▶ _WRITTEN REQUEST 1_: According to the passage on Taiwanese tea, which region served as the first testing ground for high mountain tea?

▶ _SELECTED EXTRACT_:

⟨

After the Japanese left in 1945, production of black tea dwindled, but a small industry remains, with Ruby Red (TRES tea #18), which is a cross between native Camelia formosensis and Camelia assamica from Burma, pretty much universally accepted as the best black tea made in Taiwan, thanks to its very unique minty and cinnamon notes.
The Push to Go Higher
Starting in the 1980s, the TRES and Taiwanese government began encouraging local farmers to experiment with growing tea at higher altitudes. Little did these early pioneers know that they were onto something that would have a massive impact on the Taiwanese tea industry.
The oolong tea grown at higher altitudes was found to have an incredible flavor. Lower amounts of oxygen in the air meant that the tea plants grew slower, with flavor chemicals becoming more concentrated in the leaves. Damp air from the sea and misty slopes of the Central Mountain Range were found to produce teas so fine, the name High Mountain Tea was coined. The Alishan region was the first testing ground, and even today, Alishan High Mountain Tea remains the most famous. See more details in my complete guide to Alishan’s teas.
Teas grown at 1000 meters of higher are considered high mountain, and most of Alishan’s teas grown around 1000-2000 meters. However, farmers have tried to go even higher in other parts of Taiwan, under the assumption that the higher you go, the better the tea will test. Some of Taiwan’s most expensive teas are grown as high as 2600 meters at Dayuling.
High mountain tea farming is known to be bad for the environment, as it leads to deforestation and soil erosion, so the government is even dismantling some of its high mountain tea farms. What’s more, demand for Taiwanese teas far exceeds production, which has even led to the phenomenon of “counterfeit” Taiwanese teas, which are typically grown in Southeast Asia.

⟩

▶ _DATA FOR THIS EXERCISE_:
⟨

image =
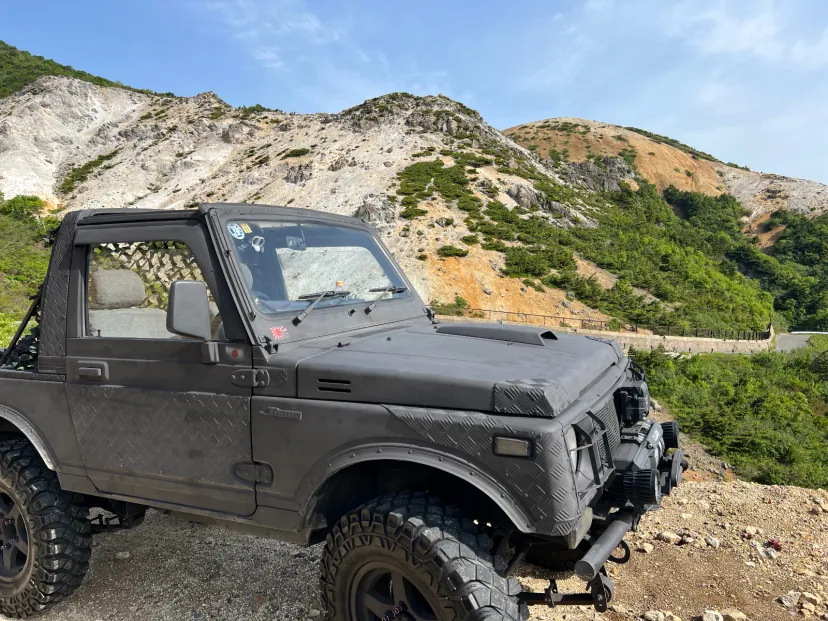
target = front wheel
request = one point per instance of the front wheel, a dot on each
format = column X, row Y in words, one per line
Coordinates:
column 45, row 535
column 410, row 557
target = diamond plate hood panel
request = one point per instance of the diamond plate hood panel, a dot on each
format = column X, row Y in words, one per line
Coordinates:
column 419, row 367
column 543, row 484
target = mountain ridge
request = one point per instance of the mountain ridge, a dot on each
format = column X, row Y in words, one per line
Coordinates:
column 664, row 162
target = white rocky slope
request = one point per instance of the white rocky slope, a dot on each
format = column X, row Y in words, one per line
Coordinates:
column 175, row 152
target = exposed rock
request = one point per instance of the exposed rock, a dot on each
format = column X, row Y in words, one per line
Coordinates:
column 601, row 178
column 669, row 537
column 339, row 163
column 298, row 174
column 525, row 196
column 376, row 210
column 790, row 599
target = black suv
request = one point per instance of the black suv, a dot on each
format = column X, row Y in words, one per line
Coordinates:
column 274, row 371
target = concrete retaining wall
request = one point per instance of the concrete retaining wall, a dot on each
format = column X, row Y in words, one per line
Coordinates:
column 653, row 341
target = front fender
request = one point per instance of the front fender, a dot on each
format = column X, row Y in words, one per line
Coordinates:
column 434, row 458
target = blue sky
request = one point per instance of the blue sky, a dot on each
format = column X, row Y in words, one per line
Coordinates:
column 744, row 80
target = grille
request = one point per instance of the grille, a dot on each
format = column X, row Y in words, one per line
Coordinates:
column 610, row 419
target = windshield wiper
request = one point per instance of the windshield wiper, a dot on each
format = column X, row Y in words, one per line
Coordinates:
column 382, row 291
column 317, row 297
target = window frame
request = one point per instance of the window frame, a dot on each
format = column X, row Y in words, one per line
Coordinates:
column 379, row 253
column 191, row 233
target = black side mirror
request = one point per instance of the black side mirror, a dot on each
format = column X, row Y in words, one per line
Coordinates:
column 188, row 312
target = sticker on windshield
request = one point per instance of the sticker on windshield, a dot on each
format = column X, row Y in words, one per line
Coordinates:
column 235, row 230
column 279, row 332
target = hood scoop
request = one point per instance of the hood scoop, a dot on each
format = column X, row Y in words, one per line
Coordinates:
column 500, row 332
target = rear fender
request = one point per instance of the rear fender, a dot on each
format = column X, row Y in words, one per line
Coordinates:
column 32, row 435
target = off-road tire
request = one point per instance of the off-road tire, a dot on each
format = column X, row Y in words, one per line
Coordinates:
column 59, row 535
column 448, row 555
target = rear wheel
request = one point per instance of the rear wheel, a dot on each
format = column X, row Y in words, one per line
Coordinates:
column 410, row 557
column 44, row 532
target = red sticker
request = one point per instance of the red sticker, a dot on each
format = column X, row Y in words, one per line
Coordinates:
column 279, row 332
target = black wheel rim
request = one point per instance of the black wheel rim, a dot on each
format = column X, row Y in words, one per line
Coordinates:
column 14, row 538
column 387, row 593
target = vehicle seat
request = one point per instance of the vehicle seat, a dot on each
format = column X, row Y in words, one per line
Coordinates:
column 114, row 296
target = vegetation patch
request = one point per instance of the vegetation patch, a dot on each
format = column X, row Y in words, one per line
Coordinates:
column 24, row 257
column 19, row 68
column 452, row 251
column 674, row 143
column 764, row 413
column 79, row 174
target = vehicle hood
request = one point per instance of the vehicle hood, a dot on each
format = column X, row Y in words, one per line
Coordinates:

⟩
⟨

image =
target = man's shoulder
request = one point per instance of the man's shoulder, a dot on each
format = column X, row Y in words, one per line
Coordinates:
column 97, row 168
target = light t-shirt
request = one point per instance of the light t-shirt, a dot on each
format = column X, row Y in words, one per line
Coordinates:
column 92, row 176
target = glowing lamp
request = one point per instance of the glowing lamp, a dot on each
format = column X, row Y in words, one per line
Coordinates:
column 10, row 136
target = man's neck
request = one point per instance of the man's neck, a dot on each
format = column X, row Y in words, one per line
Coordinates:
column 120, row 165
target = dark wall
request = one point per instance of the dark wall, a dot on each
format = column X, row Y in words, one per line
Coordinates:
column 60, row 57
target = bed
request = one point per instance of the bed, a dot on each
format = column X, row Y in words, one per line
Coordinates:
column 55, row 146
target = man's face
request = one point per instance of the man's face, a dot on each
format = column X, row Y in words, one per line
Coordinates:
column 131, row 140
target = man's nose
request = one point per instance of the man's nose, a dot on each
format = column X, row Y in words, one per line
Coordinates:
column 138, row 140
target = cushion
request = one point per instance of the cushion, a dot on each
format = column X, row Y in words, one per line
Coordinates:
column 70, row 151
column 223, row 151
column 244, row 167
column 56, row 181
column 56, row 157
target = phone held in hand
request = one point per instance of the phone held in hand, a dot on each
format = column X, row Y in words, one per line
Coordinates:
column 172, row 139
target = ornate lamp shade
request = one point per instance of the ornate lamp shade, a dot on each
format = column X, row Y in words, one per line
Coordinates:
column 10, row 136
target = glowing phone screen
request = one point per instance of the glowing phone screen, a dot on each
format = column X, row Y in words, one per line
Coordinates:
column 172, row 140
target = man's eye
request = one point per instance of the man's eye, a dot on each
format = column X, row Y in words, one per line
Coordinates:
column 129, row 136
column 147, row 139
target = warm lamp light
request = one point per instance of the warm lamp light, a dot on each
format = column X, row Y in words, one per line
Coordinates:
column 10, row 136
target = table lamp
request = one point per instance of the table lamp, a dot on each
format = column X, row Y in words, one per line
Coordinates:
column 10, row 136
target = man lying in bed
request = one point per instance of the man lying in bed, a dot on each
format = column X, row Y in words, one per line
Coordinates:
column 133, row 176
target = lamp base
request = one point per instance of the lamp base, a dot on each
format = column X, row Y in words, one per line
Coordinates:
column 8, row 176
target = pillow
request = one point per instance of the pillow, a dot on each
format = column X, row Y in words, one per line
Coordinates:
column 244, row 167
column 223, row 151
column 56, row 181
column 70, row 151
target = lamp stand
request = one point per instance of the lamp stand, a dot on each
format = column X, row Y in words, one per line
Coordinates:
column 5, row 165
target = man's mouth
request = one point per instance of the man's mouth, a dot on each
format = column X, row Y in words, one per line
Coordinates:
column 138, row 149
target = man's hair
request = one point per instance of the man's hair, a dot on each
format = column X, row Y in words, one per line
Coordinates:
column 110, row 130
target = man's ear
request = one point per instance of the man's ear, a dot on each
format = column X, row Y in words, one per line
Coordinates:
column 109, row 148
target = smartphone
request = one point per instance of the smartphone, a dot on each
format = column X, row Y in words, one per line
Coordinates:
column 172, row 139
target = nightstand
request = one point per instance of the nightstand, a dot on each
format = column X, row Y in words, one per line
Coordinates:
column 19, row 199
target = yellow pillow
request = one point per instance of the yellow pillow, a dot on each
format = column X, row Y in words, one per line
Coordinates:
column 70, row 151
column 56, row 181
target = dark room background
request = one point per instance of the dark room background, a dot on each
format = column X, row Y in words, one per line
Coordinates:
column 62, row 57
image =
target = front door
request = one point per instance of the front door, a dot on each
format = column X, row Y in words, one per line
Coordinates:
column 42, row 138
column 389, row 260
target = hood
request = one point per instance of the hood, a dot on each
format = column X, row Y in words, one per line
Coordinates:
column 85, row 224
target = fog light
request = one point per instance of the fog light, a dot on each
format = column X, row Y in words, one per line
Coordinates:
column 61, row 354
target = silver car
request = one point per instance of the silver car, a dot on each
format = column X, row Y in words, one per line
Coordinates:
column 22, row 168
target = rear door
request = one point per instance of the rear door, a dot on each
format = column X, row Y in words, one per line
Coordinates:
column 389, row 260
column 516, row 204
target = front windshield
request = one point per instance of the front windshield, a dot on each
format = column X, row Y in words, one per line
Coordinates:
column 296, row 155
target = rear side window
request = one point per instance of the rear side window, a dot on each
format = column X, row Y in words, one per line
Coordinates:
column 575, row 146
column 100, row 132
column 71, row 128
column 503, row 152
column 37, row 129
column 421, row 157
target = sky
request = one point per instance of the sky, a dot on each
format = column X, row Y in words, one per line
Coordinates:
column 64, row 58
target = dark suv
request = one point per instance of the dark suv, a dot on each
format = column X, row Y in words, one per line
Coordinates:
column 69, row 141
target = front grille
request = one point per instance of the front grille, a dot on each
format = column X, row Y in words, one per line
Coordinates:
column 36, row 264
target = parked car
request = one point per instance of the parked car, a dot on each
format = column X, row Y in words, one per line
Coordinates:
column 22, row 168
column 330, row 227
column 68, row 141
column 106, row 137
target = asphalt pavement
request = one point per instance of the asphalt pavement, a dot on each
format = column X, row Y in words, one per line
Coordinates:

⟩

▶ _WRITTEN REQUEST 2_: Write out the lines in the records starting at the line that contains "target = rear fender" and ending at the line that contains "column 32, row 435".

▶ _WRITTEN ANSWER 1_: The Alishan region.

▶ _WRITTEN ANSWER 2_:
target = rear fender
request = one point per instance of the rear fender, a dot on each
format = column X, row Y in words, one per line
Coordinates:
column 32, row 435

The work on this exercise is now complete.